* _WHAT NEEDS TO BE DONE_
The output must match the entries below exactly, with pictures removed.

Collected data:
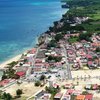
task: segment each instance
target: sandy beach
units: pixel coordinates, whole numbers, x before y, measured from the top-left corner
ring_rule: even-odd
[[[30,49],[28,49],[28,50],[30,50]],[[27,51],[28,51],[28,50],[24,51],[23,53],[21,53],[21,54],[15,56],[15,57],[13,57],[13,58],[7,60],[7,61],[4,61],[3,63],[0,63],[0,69],[5,68],[7,64],[9,64],[9,63],[11,63],[11,62],[13,62],[13,61],[18,61],[18,60],[21,58],[22,54],[27,54]]]
[[[5,62],[3,62],[3,63],[1,63],[1,64],[0,64],[0,69],[4,68],[7,64],[9,64],[9,63],[11,63],[11,62],[13,62],[13,61],[18,61],[18,60],[20,59],[20,57],[21,57],[21,54],[15,56],[15,57],[13,57],[13,58],[11,58],[11,59],[5,61]]]

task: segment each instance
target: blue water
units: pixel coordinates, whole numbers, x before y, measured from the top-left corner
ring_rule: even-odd
[[[0,62],[33,47],[63,13],[60,0],[0,0]]]

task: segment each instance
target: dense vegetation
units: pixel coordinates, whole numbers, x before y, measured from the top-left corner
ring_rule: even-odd
[[[89,17],[87,22],[79,26],[88,32],[100,32],[100,0],[63,0],[67,1],[70,10],[64,18]]]
[[[47,61],[48,62],[60,62],[62,60],[62,57],[60,56],[48,56]]]

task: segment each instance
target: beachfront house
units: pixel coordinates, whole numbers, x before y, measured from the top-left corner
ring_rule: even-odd
[[[25,73],[24,71],[16,72],[16,75],[18,75],[20,78],[24,77],[25,74],[26,74],[26,73]]]

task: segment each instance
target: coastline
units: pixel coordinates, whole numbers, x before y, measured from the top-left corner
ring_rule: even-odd
[[[9,64],[9,63],[11,63],[11,62],[13,62],[13,61],[18,61],[18,60],[20,59],[21,55],[22,55],[22,54],[19,54],[19,55],[15,56],[15,57],[13,57],[13,58],[7,60],[7,61],[4,61],[3,63],[0,64],[0,69],[5,68],[5,66],[6,66],[7,64]]]
[[[63,9],[63,8],[61,8],[61,9]],[[68,8],[66,8],[66,9],[68,9]],[[68,11],[68,10],[64,11],[63,14],[65,14],[67,11]],[[62,14],[62,15],[63,15],[63,14]],[[61,18],[62,18],[62,17],[61,17]],[[60,19],[61,19],[61,18],[60,18]],[[59,21],[60,19],[55,20],[55,21]],[[54,21],[54,22],[55,22],[55,21]],[[50,27],[51,27],[51,25],[50,25]],[[44,35],[46,31],[48,31],[48,29],[45,30],[44,33],[40,33],[40,35],[39,35],[38,37],[36,37],[35,45],[33,46],[33,48],[34,48],[34,47],[36,46],[36,44],[38,43],[39,37],[41,37],[42,35]],[[1,62],[1,63],[0,63],[0,69],[4,69],[4,68],[7,66],[7,64],[9,64],[9,63],[11,63],[11,62],[13,62],[13,61],[15,61],[15,62],[18,61],[18,60],[21,58],[21,55],[24,54],[24,53],[26,53],[26,52],[27,52],[28,50],[30,50],[30,49],[32,49],[32,47],[26,49],[25,51],[23,51],[22,53],[20,53],[20,54],[18,54],[18,55],[15,55],[14,57],[9,58],[8,60],[5,60],[5,61]]]

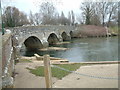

* _YOUR RESPONSE_
task: segment each instance
target: sandy beach
units: pixel coordinates, whole numbers, x before y, measured from the top-left corner
ring_rule: even-odd
[[[30,49],[28,49],[28,50],[30,50]],[[27,51],[28,51],[28,50],[24,51],[23,53],[21,53],[21,54],[15,56],[15,57],[13,57],[13,58],[7,60],[7,61],[4,61],[3,63],[0,63],[0,69],[5,68],[7,64],[9,64],[9,63],[11,63],[11,62],[13,62],[13,61],[18,61],[18,60],[21,58],[22,54],[27,54]]]
[[[5,62],[3,62],[3,63],[1,63],[1,64],[0,64],[0,69],[4,68],[7,64],[9,64],[9,63],[11,63],[11,62],[13,62],[13,61],[18,61],[18,60],[20,59],[20,57],[21,57],[21,54],[15,56],[15,57],[13,57],[13,58],[11,58],[11,59],[5,61]]]

task: segment each instance
target: blue water
units: pixel coordinates, whole numbers, x before y, measured from the top-left corner
ring_rule: even-odd
[[[0,62],[33,47],[63,13],[60,0],[0,0]]]

task: segment each instance
target: dense vegetation
units: pixel coordinates, whole numbers, x before y, measured from the top-left corner
ring_rule: even-odd
[[[89,17],[87,22],[79,26],[88,32],[100,32],[100,0],[63,0],[67,1],[70,10],[64,18]]]
[[[47,61],[48,62],[60,62],[62,60],[62,57],[60,56],[48,56]]]

task: segment each instance
target: beachfront house
units: pixel coordinates, whole numbers, x before y, measured from the top-left corner
ring_rule: even-odd
[[[25,73],[24,71],[16,72],[16,75],[18,75],[20,78],[24,77],[25,74],[26,74],[26,73]]]

task: segment each instance
target: coastline
units: pixel coordinates, whole numbers, x before y, measured from the top-left corner
ring_rule: even-odd
[[[9,64],[9,63],[11,63],[11,62],[13,62],[13,61],[18,61],[18,60],[20,59],[21,55],[22,55],[22,54],[19,54],[19,55],[15,56],[15,57],[13,57],[13,58],[7,60],[7,61],[4,61],[3,63],[0,64],[0,69],[5,68],[5,66],[6,66],[7,64]]]
[[[63,9],[63,8],[61,8],[61,9]],[[68,8],[66,8],[66,9],[68,9]],[[68,11],[68,10],[64,11],[63,14],[65,14],[67,11]],[[62,14],[62,15],[63,15],[63,14]],[[61,18],[62,18],[62,17],[61,17]],[[60,19],[61,19],[61,18],[60,18]],[[59,21],[60,19],[55,20],[55,21]],[[54,21],[54,22],[55,22],[55,21]],[[50,27],[51,27],[51,25],[50,25]],[[44,35],[46,31],[48,31],[48,29],[45,30],[44,33],[40,33],[40,35],[39,35],[38,37],[36,37],[35,45],[33,46],[33,48],[34,48],[34,47],[36,46],[36,44],[38,43],[39,37],[41,37],[42,35]],[[1,62],[1,63],[0,63],[0,69],[4,69],[4,68],[7,66],[7,64],[9,64],[9,63],[11,63],[11,62],[13,62],[13,61],[15,61],[15,62],[18,61],[18,60],[21,58],[21,55],[24,54],[24,53],[26,53],[26,52],[27,52],[28,50],[30,50],[30,49],[32,49],[32,47],[26,49],[25,51],[23,51],[22,53],[20,53],[20,54],[18,54],[18,55],[15,55],[14,57],[9,58],[8,60],[5,60],[5,61]]]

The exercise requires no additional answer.